[Dataset entries]
::::::::
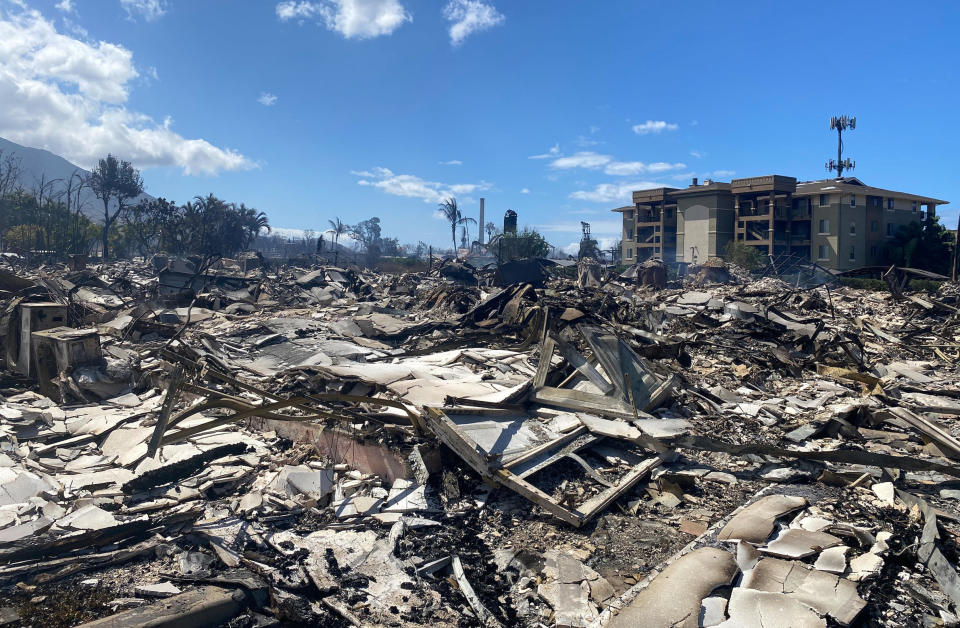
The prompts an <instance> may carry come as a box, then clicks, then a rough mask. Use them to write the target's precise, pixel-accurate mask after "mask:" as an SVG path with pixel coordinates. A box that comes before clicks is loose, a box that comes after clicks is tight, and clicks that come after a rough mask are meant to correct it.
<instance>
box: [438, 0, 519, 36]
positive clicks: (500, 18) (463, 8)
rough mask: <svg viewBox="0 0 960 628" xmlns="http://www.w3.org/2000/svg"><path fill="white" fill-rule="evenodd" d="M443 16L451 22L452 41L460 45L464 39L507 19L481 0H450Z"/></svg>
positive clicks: (443, 12) (482, 30) (444, 8)
mask: <svg viewBox="0 0 960 628" xmlns="http://www.w3.org/2000/svg"><path fill="white" fill-rule="evenodd" d="M443 17H444V18H446V20H447V21H448V22H452V23H451V24H450V43H451V44H453V45H454V46H459V45H460V44H462V43H463V41H464V40H465V39H466V38H467V37H469V36H470V35H472V34H473V33H478V32H480V31H485V30H487V29H490V28H493V27H494V26H496V25H498V24H502V23H503V21H504V20H505V19H506V18H505V17H504V16H503V13H500V12H499V11H497V9H496V8H495V7H494V6H493V5H491V4H486V3H485V2H480V0H450V2H448V3H447V6H445V7H443Z"/></svg>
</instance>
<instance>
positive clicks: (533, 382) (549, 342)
mask: <svg viewBox="0 0 960 628" xmlns="http://www.w3.org/2000/svg"><path fill="white" fill-rule="evenodd" d="M556 344H557V343H556V342H554V340H553V338H551V337H549V336H548V337H547V339H546V340H544V341H543V344H542V345H540V363H539V364H538V365H537V373H536V375H534V377H533V389H534V390H537V389H538V388H543V386H544V385H545V384H546V383H547V374H548V373H549V372H550V360H551V358H553V350H554V348H555V347H556Z"/></svg>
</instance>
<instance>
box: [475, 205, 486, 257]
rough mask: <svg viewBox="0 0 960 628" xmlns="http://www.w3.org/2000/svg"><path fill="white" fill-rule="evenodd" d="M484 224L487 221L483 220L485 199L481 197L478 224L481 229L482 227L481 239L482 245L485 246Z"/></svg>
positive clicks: (481, 229)
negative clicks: (483, 220) (479, 217)
mask: <svg viewBox="0 0 960 628" xmlns="http://www.w3.org/2000/svg"><path fill="white" fill-rule="evenodd" d="M484 225H486V223H485V222H483V199H482V198H481V199H480V224H479V225H477V226H478V227H479V229H480V240H479V242H480V246H483V228H484Z"/></svg>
::::::::
Task item =
Write out exactly the opening lines of the data, stopping after the line that holds "16L451 22L452 41L460". Exclude pictures.

Exercise output =
The prompts an <instance> may carry come as a box, then clicks, then a rough mask. Use them to write the target's precise, pixel-accurate mask after "mask:" as an SVG path with pixel coordinates. A box that comes before clicks is loose, a box that comes after clicks is tight, and clicks that come after a rough mask are meant to correct it.
<instance>
box: [438, 0, 519, 36]
positive clicks: (500, 18) (463, 8)
rough mask: <svg viewBox="0 0 960 628" xmlns="http://www.w3.org/2000/svg"><path fill="white" fill-rule="evenodd" d="M443 16L451 22L452 41L460 45L464 39L507 19L481 0H450Z"/></svg>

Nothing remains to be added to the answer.